▶ Goal
Please filter the rows below down to the lines that contain the word "woman". Case counts, so a line only matches if its capitalization is the same.

Object position labeling entries:
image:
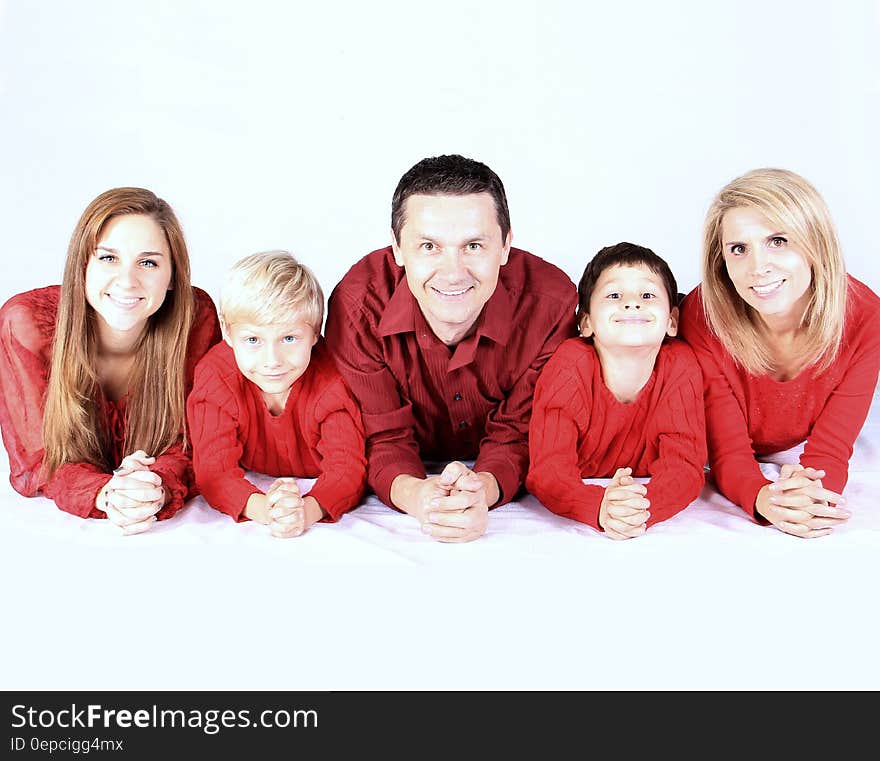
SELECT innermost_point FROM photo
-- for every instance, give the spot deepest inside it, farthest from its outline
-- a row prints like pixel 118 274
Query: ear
pixel 672 327
pixel 505 252
pixel 585 327
pixel 395 248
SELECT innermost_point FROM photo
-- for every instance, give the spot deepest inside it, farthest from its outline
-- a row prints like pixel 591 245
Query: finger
pixel 139 527
pixel 799 529
pixel 452 472
pixel 630 518
pixel 450 533
pixel 460 500
pixel 619 527
pixel 140 512
pixel 631 501
pixel 812 501
pixel 284 515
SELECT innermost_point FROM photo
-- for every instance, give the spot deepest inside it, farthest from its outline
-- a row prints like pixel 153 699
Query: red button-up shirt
pixel 423 400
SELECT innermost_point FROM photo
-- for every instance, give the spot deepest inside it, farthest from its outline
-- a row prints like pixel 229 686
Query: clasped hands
pixel 798 504
pixel 133 496
pixel 452 506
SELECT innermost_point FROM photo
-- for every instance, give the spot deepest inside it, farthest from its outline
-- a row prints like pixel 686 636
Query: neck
pixel 450 334
pixel 627 370
pixel 117 343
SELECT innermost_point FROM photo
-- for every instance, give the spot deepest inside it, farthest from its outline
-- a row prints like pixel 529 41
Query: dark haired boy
pixel 625 400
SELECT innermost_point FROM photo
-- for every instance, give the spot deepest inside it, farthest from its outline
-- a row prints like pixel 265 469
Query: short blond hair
pixel 792 204
pixel 271 287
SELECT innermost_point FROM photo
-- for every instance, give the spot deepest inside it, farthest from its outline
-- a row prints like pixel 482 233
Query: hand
pixel 623 513
pixel 462 513
pixel 799 505
pixel 131 499
pixel 285 508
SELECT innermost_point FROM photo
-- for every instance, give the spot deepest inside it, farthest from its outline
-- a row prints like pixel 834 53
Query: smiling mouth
pixel 451 294
pixel 123 301
pixel 767 289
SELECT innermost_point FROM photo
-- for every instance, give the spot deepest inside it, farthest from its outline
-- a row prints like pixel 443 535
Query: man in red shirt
pixel 441 337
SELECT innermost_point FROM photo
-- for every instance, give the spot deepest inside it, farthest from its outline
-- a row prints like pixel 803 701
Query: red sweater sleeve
pixel 388 419
pixel 559 413
pixel 504 451
pixel 174 466
pixel 731 457
pixel 678 420
pixel 830 444
pixel 213 410
pixel 343 478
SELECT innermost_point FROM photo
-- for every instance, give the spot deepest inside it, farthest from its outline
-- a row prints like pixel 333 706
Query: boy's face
pixel 271 356
pixel 629 308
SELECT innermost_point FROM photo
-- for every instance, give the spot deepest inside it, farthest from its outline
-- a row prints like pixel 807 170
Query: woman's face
pixel 128 274
pixel 770 273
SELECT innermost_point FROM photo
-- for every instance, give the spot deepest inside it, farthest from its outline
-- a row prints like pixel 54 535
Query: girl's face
pixel 769 272
pixel 128 274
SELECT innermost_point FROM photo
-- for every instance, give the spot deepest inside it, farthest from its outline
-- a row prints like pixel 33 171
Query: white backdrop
pixel 288 125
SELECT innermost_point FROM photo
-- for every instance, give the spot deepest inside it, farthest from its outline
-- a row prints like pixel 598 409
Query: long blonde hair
pixel 75 428
pixel 792 204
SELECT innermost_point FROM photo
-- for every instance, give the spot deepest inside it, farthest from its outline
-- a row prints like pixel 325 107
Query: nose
pixel 271 356
pixel 126 276
pixel 452 267
pixel 760 260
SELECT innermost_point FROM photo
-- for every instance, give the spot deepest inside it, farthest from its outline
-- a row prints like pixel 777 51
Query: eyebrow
pixel 115 251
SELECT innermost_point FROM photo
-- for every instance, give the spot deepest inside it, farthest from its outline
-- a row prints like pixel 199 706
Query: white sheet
pixel 706 600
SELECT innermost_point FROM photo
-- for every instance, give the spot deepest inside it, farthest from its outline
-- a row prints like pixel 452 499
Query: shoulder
pixel 375 276
pixel 532 277
pixel 217 372
pixel 30 317
pixel 203 301
pixel 573 357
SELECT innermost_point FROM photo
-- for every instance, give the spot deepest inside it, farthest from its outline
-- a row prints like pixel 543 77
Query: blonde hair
pixel 792 204
pixel 75 428
pixel 271 287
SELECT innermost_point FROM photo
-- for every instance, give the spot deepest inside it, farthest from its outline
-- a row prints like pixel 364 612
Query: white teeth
pixel 452 293
pixel 763 290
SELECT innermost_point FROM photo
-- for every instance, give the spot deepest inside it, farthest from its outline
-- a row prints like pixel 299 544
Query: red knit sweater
pixel 27 327
pixel 580 430
pixel 748 414
pixel 319 434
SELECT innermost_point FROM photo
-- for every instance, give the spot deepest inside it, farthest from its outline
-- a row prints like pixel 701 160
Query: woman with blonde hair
pixel 95 372
pixel 789 348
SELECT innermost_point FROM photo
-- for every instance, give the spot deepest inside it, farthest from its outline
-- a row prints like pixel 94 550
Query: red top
pixel 580 430
pixel 423 400
pixel 748 414
pixel 318 434
pixel 27 327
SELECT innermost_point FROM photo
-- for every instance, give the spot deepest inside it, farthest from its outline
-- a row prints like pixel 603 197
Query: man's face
pixel 452 250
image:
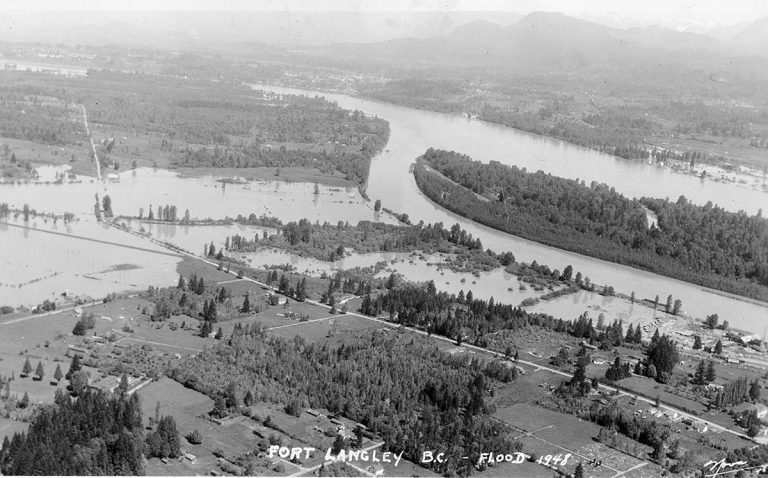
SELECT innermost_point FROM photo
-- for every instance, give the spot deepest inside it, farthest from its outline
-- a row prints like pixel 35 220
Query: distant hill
pixel 753 37
pixel 543 41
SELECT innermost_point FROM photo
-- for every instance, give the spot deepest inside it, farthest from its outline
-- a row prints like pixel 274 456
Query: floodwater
pixel 37 265
pixel 413 131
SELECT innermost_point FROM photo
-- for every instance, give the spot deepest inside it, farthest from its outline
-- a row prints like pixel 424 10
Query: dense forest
pixel 472 320
pixel 94 434
pixel 626 129
pixel 190 122
pixel 424 399
pixel 328 242
pixel 701 244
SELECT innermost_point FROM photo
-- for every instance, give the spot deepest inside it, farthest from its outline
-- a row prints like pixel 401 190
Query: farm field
pixel 544 433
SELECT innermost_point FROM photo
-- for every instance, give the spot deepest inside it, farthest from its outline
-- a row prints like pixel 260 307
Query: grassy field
pixel 545 432
pixel 333 329
pixel 189 408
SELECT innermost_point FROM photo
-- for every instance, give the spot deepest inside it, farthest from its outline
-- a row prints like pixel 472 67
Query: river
pixel 412 131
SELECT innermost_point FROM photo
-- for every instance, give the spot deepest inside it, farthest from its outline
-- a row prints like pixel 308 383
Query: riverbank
pixel 556 227
pixel 267 174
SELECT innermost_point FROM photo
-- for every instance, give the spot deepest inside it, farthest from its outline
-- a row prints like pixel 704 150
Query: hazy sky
pixel 663 11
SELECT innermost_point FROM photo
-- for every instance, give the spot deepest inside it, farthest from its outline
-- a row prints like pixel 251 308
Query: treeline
pixel 466 318
pixel 425 399
pixel 31 113
pixel 328 242
pixel 93 435
pixel 702 244
pixel 194 122
pixel 354 164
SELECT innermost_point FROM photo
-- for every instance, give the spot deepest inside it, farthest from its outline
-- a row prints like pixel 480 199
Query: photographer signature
pixel 721 467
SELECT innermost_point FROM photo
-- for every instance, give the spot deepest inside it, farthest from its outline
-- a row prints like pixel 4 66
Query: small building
pixel 747 407
pixel 79 350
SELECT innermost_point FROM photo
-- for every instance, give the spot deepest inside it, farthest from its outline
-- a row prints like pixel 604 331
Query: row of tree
pixel 425 399
pixel 702 244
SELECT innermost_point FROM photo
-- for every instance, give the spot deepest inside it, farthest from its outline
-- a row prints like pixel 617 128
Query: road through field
pixel 648 400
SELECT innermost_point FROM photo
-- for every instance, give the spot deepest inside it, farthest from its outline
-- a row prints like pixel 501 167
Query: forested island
pixel 701 244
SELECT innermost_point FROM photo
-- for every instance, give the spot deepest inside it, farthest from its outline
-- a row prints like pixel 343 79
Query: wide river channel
pixel 38 265
pixel 412 131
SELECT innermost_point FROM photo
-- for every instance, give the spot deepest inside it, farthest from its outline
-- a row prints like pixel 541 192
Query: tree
pixel 194 437
pixel 73 367
pixel 696 342
pixel 164 442
pixel 79 328
pixel 27 368
pixel 710 376
pixel 338 444
pixel 219 407
pixel 677 307
pixel 123 386
pixel 699 376
pixel 107 206
pixel 663 354
pixel 79 382
pixel 206 328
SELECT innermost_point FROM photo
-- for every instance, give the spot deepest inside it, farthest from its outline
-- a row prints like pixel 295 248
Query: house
pixel 376 469
pixel 762 410
pixel 79 350
pixel 700 427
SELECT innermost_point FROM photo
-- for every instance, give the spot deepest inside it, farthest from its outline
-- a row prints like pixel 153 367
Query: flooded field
pixel 41 265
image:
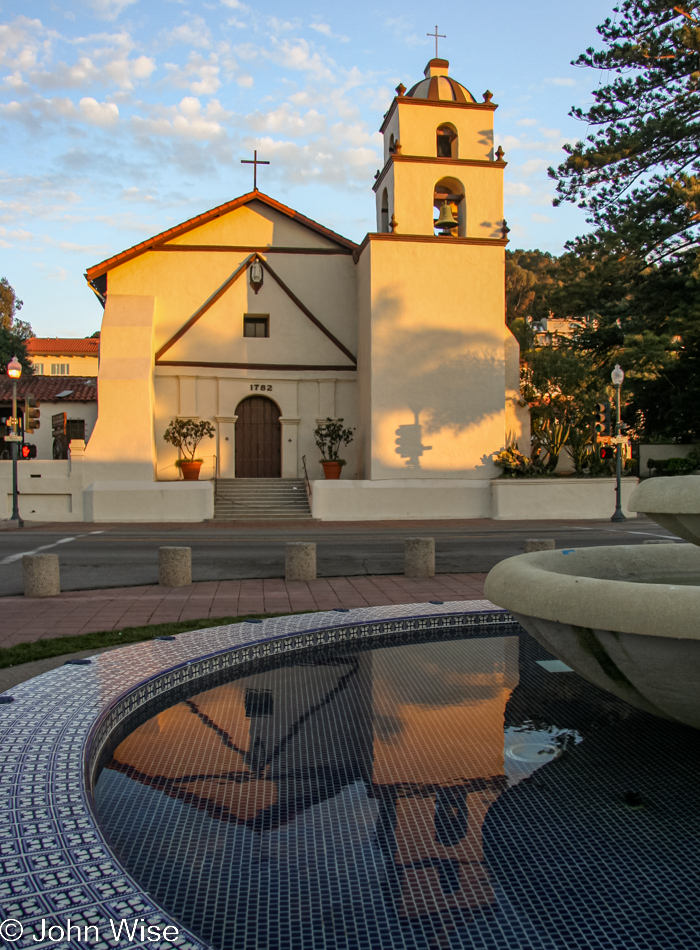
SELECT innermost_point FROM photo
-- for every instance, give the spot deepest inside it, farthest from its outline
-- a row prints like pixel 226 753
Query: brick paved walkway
pixel 25 620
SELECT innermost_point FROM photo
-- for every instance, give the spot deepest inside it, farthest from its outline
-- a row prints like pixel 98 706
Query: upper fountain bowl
pixel 671 502
pixel 626 618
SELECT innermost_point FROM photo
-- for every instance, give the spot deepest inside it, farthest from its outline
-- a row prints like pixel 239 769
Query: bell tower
pixel 438 368
pixel 439 158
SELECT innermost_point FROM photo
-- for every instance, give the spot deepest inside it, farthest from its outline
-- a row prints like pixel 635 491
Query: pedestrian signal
pixel 31 413
pixel 603 418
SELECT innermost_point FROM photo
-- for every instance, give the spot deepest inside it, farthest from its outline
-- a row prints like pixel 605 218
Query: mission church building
pixel 266 323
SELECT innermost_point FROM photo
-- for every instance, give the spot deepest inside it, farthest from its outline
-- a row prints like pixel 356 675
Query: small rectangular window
pixel 75 429
pixel 256 324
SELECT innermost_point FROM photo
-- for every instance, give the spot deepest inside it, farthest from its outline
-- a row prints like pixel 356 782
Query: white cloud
pixel 284 121
pixel 325 30
pixel 98 113
pixel 109 9
pixel 194 33
pixel 10 236
pixel 298 55
pixel 199 75
pixel 533 166
pixel 186 120
pixel 517 188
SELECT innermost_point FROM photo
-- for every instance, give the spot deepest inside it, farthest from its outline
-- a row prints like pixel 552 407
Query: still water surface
pixel 429 795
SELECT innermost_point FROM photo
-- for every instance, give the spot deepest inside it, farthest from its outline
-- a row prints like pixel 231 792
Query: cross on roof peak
pixel 255 161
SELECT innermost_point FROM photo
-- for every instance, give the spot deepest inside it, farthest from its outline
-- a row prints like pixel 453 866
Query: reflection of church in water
pixel 349 794
pixel 266 323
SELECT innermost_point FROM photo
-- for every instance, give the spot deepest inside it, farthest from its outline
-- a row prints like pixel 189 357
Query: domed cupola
pixel 438 86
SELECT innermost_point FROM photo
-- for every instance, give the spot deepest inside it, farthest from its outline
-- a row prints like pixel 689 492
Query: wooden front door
pixel 258 439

▶ Final result
Query: woman's face
Query: woman with blonde hair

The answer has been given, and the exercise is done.